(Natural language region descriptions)
┄┄┄┄┄┄┄┄┄┄┄┄┄┄┄┄┄┄┄┄

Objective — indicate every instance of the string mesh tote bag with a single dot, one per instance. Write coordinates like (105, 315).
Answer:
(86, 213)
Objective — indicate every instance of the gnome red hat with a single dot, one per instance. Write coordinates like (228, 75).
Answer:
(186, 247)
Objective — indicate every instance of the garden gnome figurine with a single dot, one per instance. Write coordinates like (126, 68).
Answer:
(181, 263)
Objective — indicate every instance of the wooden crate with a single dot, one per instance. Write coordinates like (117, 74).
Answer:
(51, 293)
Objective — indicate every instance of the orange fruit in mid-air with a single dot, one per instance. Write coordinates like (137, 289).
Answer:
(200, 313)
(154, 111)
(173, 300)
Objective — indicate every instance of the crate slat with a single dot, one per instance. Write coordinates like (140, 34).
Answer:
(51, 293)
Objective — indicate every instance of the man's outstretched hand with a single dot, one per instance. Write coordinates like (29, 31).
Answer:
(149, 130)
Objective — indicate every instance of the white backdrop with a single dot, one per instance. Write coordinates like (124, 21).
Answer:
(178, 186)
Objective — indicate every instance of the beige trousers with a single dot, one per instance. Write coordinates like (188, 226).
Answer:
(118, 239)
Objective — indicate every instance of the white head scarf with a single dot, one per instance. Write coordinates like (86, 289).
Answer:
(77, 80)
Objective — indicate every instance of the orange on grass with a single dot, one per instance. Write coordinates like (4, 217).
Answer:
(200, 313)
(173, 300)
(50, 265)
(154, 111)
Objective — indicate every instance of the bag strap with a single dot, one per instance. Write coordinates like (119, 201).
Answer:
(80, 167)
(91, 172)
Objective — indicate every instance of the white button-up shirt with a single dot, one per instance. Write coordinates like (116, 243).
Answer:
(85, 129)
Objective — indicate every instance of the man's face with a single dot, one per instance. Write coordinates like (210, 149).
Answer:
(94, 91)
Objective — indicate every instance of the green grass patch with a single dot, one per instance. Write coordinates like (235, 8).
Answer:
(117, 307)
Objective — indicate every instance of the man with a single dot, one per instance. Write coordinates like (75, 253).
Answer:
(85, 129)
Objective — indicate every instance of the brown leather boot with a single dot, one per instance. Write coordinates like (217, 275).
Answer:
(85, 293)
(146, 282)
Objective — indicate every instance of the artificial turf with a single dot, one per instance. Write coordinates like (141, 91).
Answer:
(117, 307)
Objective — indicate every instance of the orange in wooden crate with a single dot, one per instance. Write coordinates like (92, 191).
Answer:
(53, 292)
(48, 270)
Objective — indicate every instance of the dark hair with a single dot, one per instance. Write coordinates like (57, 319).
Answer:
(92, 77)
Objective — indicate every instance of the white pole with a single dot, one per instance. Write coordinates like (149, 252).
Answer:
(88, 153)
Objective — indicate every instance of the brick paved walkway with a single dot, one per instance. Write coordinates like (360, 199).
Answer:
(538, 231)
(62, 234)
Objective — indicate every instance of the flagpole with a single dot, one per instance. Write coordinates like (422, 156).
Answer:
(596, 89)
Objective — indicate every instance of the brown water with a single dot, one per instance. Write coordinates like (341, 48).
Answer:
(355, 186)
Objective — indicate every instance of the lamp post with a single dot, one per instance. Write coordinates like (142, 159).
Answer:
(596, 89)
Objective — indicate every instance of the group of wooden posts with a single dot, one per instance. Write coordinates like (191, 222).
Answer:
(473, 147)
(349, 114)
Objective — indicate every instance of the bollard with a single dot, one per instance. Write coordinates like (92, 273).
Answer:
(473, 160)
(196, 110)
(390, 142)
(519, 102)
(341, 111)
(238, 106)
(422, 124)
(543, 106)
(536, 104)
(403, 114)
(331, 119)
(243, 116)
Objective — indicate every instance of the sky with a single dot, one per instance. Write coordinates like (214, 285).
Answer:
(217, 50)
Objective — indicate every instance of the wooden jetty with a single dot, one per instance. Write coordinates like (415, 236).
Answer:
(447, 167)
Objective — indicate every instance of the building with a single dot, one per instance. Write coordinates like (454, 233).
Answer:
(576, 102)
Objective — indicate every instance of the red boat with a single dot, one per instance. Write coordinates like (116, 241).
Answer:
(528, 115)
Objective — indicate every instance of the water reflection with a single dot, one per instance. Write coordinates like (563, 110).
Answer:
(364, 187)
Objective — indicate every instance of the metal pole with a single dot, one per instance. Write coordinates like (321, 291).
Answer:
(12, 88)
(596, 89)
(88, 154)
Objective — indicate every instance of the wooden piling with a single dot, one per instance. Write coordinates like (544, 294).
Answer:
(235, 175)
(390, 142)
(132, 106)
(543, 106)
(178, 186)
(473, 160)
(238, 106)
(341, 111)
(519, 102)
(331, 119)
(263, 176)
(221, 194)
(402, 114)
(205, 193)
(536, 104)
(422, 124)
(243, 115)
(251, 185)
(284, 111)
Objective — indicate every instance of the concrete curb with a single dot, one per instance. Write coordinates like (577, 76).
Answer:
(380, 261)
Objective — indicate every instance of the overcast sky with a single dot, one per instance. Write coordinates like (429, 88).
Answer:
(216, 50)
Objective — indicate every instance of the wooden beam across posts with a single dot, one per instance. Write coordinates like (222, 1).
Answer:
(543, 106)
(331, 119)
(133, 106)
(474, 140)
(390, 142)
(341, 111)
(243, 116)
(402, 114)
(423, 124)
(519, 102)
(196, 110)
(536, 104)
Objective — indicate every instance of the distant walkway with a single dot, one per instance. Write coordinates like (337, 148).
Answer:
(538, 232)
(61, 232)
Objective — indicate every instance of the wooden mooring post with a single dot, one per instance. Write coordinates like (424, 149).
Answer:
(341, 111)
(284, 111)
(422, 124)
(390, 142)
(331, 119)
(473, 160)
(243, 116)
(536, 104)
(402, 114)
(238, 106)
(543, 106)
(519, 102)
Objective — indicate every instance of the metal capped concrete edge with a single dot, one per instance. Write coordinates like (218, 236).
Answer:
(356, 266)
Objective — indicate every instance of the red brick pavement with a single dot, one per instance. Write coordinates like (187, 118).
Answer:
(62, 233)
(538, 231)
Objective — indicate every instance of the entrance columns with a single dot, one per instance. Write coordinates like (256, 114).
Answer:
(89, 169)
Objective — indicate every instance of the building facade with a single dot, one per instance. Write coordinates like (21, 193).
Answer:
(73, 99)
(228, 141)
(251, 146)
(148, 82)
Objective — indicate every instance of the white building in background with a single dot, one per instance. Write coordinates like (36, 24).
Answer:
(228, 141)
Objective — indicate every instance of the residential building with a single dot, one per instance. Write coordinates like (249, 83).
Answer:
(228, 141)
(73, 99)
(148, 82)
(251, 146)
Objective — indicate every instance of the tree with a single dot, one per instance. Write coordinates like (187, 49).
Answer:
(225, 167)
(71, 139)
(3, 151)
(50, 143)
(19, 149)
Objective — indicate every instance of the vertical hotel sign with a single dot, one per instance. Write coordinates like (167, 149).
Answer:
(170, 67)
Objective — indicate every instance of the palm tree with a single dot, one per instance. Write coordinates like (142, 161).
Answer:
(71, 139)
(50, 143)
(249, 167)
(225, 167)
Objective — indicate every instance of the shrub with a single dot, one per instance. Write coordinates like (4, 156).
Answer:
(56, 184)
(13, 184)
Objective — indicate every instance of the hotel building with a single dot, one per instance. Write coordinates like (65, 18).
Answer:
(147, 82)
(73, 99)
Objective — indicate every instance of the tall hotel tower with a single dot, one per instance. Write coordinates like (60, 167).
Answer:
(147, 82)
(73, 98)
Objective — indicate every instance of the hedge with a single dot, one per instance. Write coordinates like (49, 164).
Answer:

┄┄┄┄┄┄┄┄┄┄┄┄┄┄┄┄┄┄┄┄

■ TASK ITEM
Return all lines in the entries above that carry the word "white".

■ THE COMPLETED TASK
Objective — indicate every instance of the white backdrop with a single dot, one per instance. Write coordinates like (124, 21).
Objective — indicate every instance of the white head scarf with a single dot, one per instance. Write coordinates like (86, 289).
Objective — indicate every instance of the white button-up shirt with a single dot, one per instance. Write coordinates like (116, 243).
Objective — indicate every instance of the white pole with a single dot, one per instance. Write coordinates like (149, 252).
Objective — indicate every instance of the white building in background with a single dot, one per instance. Write coordinates like (36, 24).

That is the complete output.